■ Questions on the material
**1.** According to the financial notes, what interest rate applies to the overdraft facility?
**2.** In the financial notes, swap "management" for "Board of Directors" in the passage starting with "8] Dues to micro" and going on through "Development Act, 2006.", and write that passage out.
**3.** Supply the next part of the financial notes, picking up after their final sentence.
-- Extracted text follows --
During the Financial Year 2022-23, the Company had bought back 1,26,000 Equity Shares of INR 10/- each through tender offer route at a price of INR 2,600/- and in the FY 2020-21 Company had bought back 13,50,000 Equity Shares of INR 10/- each through tender offer route at a price of INR 140/-.

7] Borrowings :

Nature of Securities and Terms of Repayment Overdraft Facilities

Overdraft Facility of Nil (Previous Year Nil) from two Banks are secured on first paripassu charge by way of hypothecation of Current and Future Audio Library (IPR) of the Company and also charge by way of mortgage of office premises owned by the Company situated at Mumbai and residential premises owned by the promoters. Further, personal guarantee of both the executive directors has been provided. The overdraft facility is repayable in 7 yearly equal installments at interest rate @ 11.20% p.a. Last installment dues were in August, 2021 and April, 2025 respectively, but repaid the same in August 3, 2020.

8] Dues to micro and small suppliers

Under the Micro, Small and Medium Enterprises Development Act, 2006, (MSMED) which came into force from October 2, 2006, as amended on June 01, 2020, certain disclosures are required to be made relating to Micro, Small and Medium enterprises. On the basis of the information and records available with the management, there are no outstanding dues to the Micro and Small enterprises as defined in the Micro, Small and Medium Enterprises Development Act, 2006.
-- Extracted text concluded --
-- Data to examine follows --
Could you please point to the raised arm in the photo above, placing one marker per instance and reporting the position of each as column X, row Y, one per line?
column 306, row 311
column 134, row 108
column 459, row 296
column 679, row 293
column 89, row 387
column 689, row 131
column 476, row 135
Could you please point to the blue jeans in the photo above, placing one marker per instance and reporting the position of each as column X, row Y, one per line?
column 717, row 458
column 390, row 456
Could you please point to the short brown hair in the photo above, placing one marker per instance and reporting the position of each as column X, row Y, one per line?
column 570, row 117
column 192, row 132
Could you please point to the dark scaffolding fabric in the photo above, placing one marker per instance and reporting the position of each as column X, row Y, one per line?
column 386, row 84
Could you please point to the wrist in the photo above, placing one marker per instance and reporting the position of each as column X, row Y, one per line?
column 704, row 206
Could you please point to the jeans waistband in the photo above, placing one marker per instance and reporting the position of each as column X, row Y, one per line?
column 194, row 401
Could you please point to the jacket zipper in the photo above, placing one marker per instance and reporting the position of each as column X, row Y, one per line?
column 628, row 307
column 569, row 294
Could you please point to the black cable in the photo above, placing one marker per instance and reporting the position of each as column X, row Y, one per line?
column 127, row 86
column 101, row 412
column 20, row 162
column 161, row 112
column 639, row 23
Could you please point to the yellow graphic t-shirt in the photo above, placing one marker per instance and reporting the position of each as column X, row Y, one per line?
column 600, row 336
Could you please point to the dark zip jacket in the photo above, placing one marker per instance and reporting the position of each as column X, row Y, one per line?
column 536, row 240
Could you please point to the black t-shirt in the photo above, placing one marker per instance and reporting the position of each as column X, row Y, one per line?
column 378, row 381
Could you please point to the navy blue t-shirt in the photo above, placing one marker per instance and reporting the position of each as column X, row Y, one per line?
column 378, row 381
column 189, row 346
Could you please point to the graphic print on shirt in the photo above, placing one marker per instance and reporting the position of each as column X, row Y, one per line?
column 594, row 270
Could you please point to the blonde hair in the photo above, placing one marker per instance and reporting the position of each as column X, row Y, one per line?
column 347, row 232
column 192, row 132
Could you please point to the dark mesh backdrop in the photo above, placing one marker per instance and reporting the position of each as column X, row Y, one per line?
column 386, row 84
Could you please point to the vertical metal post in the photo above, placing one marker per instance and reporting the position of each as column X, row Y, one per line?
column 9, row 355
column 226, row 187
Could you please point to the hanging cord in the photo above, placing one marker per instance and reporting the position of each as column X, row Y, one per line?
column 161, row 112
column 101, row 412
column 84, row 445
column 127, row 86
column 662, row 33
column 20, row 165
-- Data to examine concluded --
■ Results
**1.** 11.20% p.a.

**2.**
8] Dues to micro and small suppliers

Under the Micro, Small and Medium Enterprises Development Act, 2006, (MSMED) which came into force from October 2, 2006, as amended on June 01, 2020, certain disclosures are required to be made relating to Micro, Small and Medium enterprises. On the basis of the information and records available with the Board of Directors, there are no outstanding dues to the Micro and Small enterprises as defined in the Micro, Small and Medium Enterprises Development Act, 2006.

**3.**
10] Segment Reporting

The Company operates in single business segment i.e. Music (Audio/Video). Accordingly there are no separately reportable as per IndAs 108 on operating segment and no further disclosure required.

11] Financial instruments - Fair values and risk management A] Accounting classification and fair values

Carrying amounts and fair values of financial assets and financial liabilities, including their levels in the fair value hierarchy, are presented below. It does not include the fair value information for financial assets and financial liabilities not measured at fair value if the carrying amount is a reasonable approximation of fair value

There are no transfers between Level 1 and Level 2 during the year

Financial instruments - Fair values and risk management

i] The carrying value of trade receivables, cash and cash equivalents, other bank balances, loans, trade payables and other financial assets and liabilities are considered to be the same as their fair values due to their short term nature. The fair value of financial instruments as referred to in note above have been classified into three categories depending on the inputs used in valuation technique. The hierarchy gives highest priority to quoted prices in active market for identical assets or liabilities (Level 1 measurement) and lowest priority to unobservable inputs (Level 3 measurement).

i] Valuation technique used to determine fair value Specific valuation technique used to value financial instruments include: The mutual funds are valued using closing NAV available in the market.

B] Financial risk management

The Company has exposure to the following risks arising from financial instruments:

* Credit Risk ;

* Liquidity Risk ; and

* Market Risk

i] Risk Management objectives

The Companys activities expose it to a variety of financial risks viz. credit risk, liquidity risk and market risk. In order to manage the aforementioned risks, the Company operates a risk management policy and a program that performs close monitoring of and responding to each risk factors.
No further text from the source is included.